PROBLEM TO WORK ON
Only the words of the entries are wanted, repeated exactly and without images.

[Source records]
=-=-=
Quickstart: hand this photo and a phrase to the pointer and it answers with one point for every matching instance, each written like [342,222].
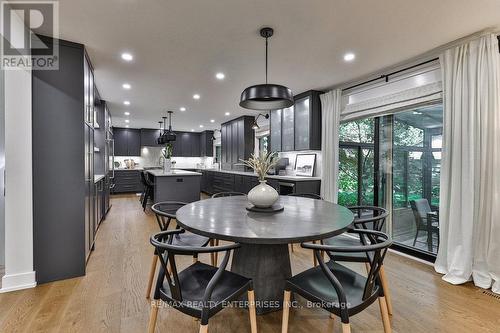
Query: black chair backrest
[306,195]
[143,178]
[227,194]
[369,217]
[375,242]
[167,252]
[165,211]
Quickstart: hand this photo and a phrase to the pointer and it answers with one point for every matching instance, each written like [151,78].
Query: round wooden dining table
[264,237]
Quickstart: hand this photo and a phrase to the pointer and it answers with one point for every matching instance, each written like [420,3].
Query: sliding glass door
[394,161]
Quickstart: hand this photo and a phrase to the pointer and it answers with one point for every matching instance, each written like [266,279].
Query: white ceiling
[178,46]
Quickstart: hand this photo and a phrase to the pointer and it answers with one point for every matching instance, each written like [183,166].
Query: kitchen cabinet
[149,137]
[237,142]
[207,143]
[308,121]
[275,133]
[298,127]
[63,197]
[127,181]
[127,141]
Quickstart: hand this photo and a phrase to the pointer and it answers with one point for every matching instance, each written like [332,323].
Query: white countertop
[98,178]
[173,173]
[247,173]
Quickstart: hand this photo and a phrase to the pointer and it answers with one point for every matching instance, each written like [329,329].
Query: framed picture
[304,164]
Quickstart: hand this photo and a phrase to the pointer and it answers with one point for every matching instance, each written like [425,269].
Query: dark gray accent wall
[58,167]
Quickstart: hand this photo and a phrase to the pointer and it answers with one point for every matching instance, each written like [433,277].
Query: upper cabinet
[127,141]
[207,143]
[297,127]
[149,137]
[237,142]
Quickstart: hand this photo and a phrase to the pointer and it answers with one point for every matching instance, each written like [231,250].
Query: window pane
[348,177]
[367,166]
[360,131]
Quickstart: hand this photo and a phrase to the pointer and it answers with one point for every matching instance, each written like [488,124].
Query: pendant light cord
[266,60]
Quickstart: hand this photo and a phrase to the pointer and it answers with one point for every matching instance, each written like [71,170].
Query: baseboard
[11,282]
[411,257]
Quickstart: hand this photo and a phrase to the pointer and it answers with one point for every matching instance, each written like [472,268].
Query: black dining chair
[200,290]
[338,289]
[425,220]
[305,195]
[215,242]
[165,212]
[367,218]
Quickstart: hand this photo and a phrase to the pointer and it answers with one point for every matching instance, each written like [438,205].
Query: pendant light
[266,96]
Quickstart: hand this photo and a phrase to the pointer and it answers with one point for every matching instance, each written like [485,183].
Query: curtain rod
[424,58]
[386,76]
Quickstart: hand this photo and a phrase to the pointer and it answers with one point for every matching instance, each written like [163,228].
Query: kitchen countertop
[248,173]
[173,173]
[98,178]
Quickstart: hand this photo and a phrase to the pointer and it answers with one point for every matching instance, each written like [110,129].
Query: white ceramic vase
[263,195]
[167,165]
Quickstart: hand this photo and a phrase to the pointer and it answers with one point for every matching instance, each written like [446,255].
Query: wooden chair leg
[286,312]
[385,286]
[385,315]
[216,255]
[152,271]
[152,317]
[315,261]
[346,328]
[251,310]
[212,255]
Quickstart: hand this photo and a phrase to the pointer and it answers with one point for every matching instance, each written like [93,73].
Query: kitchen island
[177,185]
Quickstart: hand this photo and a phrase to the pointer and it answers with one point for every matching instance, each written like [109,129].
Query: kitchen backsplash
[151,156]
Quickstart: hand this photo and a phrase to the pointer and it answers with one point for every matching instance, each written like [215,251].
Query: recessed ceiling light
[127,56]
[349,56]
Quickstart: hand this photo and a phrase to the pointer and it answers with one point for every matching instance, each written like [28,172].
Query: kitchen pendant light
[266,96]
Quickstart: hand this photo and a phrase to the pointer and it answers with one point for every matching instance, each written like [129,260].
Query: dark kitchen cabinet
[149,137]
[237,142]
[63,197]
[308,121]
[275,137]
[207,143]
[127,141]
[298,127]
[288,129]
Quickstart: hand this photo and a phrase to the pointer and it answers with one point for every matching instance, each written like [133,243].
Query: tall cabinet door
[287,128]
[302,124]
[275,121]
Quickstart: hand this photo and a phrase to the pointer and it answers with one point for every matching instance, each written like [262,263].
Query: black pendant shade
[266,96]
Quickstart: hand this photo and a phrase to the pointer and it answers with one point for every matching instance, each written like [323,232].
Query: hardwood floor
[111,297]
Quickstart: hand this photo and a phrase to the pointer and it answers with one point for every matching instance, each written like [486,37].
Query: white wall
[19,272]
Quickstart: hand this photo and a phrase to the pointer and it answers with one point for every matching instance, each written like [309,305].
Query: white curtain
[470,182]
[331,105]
=-=-=
RESULT OF THE EXERCISE
Quickstart: hand this photo and a phrase to the pointer and it answers with one point for every matching instance, each written like [342,222].
Query: black chair backrest
[306,195]
[143,178]
[227,194]
[369,217]
[375,242]
[167,252]
[165,211]
Quickstart: hand this photo and a phrase to the pointer and it answers with one point for every matching instance, each written like [151,78].
Query: round wooden dining table
[264,237]
Quickstart: hand this photo and a phrase to the pointer and it answers with one point for every matching instance, each written like [420,3].
Query: sliding glass door
[394,161]
Quickstart: hand this photo and a phrase to the pointer and it answers with one point for every matching instance, each written like [266,279].
Query: white ceiling
[178,46]
Quickstart: hand this photo and a phrase to the pointer and it answers with one point for every matching instance, each written like [183,166].
Query: kitchen cabinet
[149,137]
[237,142]
[207,143]
[308,121]
[275,133]
[298,127]
[63,197]
[127,181]
[127,141]
Quickstart: hand this photo and a phrase to the pointer and it answers with one point for every matching instance, each written like [332,323].
Query: white countertop
[98,178]
[173,173]
[247,173]
Quickstart: hand this photo and a phrase to the pointer and it answers with one point for every matching instance, each written like [329,329].
Query: framed picture
[304,164]
Quickstart: hand this photo and a phrase to the pointer and it answers with one point for every matching instance, each written like [425,269].
Query: dark gray accent wall
[58,167]
Quickstart: hand this photo and a phrase to the pointer and it answers with one point for every matching instance, each written like [433,277].
Query: upper cabinet
[127,141]
[207,143]
[297,127]
[149,137]
[237,142]
Quickstart: hand this photo and a phrase to the pointer and it answers with one point for every matching instance, each written like [231,250].
Query: window pane
[348,177]
[367,166]
[360,131]
Quickstart: hand this photo and a phrase to the pointer and it answers with one point for every matching instance, each written like [488,124].
Query: pendant light cord
[266,60]
Quickstart: hand this photo and a phrase to the pointer and it answers with one point for every matching instance, each written like [71,170].
Query: baseboard
[11,282]
[411,257]
Quickstart: hand this photo and a phrase to the pointer and it answers with one point for every matching instance, each written like [472,268].
Query: black dining chair
[200,290]
[338,289]
[425,220]
[305,195]
[215,242]
[165,212]
[367,218]
Quickstart: hand this photo and a phrase to the pointer and it answers with one point for every matching instance, each written like [438,205].
Query: pendant light
[266,96]
Quickstart: hand this photo and a phrase to the pointer and it answers with one point for every matching instance, each written like [485,183].
Query: curtain rod
[424,58]
[386,76]
Quickstart: hand this photo and a phrase to the pointer and it answers with one point for every matching instance, each written like [163,228].
Query: kitchen countertop
[248,173]
[173,173]
[98,178]
Quickstart: hand this photo and a phrase to the pointer and it answers with one point for every matching instance, each written like [110,129].
Query: white ceramic vase
[263,195]
[167,165]
Quickstart: hand this photo and a phrase to the pointer and it answers with one point for every matching instance, each written like [446,255].
Query: wooden chair leg
[286,312]
[385,286]
[385,315]
[216,255]
[152,271]
[152,317]
[315,261]
[346,328]
[251,310]
[212,255]
Quickstart: hand this photo and a phrase to the pointer and it answers with one point for every matching instance, each written like [93,73].
Query: kitchen island
[177,185]
Quickstart: hand this photo and a phrase to the pointer and it answers with one point for every matching instance, each written like [109,129].
Query: kitchen backsplash
[151,156]
Quickstart: hand this photo and a phrase to the pointer and it answers with one point for every matching instance, each written like [215,251].
Query: recessed ceiling light
[127,56]
[349,56]
Quickstart: hand this photo and a phrase to the pointer and it answers with one point for every matching instance, each written like [28,172].
Query: kitchen pendant light
[266,96]
Quickstart: hand this photo and a phrase to the pointer and it answers with one point for every matching instance, each written like [129,260].
Query: dark kitchen cabinet
[149,137]
[237,142]
[63,197]
[308,121]
[275,137]
[207,143]
[127,141]
[298,127]
[288,129]
Quickstart: hand this photo and a phrase to the pointer and it answers with one point for every matching instance, each written like [133,243].
Query: tall cabinet door
[287,128]
[302,124]
[275,121]
Quickstart: hand this photo and a phrase to the pointer and it answers with one point for every matching instance, each written like [262,263].
Query: black pendant shade
[266,96]
Quickstart: hand this photo and a phrase to the pointer and it answers with one point for every matching instance, each written like [323,232].
Query: hardwood floor
[111,297]
Quickstart: hand this photo and a phrase to the pointer and it answers with one point for every matching instance, each written like [486,37].
Query: white wall
[19,272]
Quickstart: hand this photo and a phrase to the pointer and it answers with one point for every matching instance, each written like [309,305].
Query: white curtain
[470,182]
[331,105]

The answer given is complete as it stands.